* **WHAT THE TASK ASKS**
Find every line in the data below that contains the word "cloud", and copy each one.

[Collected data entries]
----------------------------------------

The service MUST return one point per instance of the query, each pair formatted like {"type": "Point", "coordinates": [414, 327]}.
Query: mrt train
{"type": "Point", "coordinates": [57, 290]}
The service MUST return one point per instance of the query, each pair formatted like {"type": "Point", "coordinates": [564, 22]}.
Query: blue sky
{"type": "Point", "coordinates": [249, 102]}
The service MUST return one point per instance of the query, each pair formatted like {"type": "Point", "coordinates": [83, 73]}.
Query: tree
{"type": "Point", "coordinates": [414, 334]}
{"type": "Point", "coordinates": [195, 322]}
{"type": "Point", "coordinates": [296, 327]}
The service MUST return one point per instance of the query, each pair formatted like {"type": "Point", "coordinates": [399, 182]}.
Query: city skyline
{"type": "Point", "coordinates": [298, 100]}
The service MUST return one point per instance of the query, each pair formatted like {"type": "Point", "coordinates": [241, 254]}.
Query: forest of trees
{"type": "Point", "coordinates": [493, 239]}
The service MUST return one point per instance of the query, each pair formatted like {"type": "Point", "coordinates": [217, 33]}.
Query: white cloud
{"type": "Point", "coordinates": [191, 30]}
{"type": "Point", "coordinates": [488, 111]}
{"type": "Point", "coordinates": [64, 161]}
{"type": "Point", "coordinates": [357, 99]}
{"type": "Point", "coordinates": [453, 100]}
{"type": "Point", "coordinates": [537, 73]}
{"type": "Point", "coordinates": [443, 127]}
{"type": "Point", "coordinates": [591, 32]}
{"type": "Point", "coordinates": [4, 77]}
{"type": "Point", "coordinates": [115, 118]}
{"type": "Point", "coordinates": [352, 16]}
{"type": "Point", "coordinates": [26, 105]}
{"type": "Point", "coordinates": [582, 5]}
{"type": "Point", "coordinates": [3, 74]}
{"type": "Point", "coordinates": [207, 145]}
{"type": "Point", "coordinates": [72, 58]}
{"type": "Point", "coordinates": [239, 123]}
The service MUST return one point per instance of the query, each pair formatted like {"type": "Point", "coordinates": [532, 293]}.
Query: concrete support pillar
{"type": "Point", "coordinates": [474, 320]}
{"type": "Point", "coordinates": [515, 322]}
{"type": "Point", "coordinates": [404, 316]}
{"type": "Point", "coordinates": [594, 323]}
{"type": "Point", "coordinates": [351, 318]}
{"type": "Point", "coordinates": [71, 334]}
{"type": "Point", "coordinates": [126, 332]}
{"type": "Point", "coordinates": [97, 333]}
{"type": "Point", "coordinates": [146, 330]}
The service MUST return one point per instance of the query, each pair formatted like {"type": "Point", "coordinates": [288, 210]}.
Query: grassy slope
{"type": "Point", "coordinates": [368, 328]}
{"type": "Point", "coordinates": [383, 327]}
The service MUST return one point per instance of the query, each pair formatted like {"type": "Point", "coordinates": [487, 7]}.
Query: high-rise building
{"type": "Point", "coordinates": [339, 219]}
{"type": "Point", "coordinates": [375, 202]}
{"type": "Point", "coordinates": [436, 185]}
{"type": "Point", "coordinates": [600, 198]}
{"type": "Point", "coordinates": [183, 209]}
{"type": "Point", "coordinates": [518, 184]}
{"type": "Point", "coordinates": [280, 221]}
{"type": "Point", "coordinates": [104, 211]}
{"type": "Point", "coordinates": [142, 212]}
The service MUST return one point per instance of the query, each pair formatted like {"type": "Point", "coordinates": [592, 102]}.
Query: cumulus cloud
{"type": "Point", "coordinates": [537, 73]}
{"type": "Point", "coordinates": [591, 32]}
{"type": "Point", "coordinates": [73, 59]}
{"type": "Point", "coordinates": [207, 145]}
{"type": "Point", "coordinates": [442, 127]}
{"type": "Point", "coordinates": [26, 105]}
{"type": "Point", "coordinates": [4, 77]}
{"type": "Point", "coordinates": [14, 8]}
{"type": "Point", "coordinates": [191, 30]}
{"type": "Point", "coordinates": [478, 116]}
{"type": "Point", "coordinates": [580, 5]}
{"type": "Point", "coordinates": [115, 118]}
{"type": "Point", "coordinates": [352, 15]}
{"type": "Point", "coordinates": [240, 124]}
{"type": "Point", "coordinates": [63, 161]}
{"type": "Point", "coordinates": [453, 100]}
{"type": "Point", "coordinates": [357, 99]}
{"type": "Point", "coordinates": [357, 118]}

----------------------------------------

* **RESPONSE BELOW**
Query: white cloud
Query: cumulus cloud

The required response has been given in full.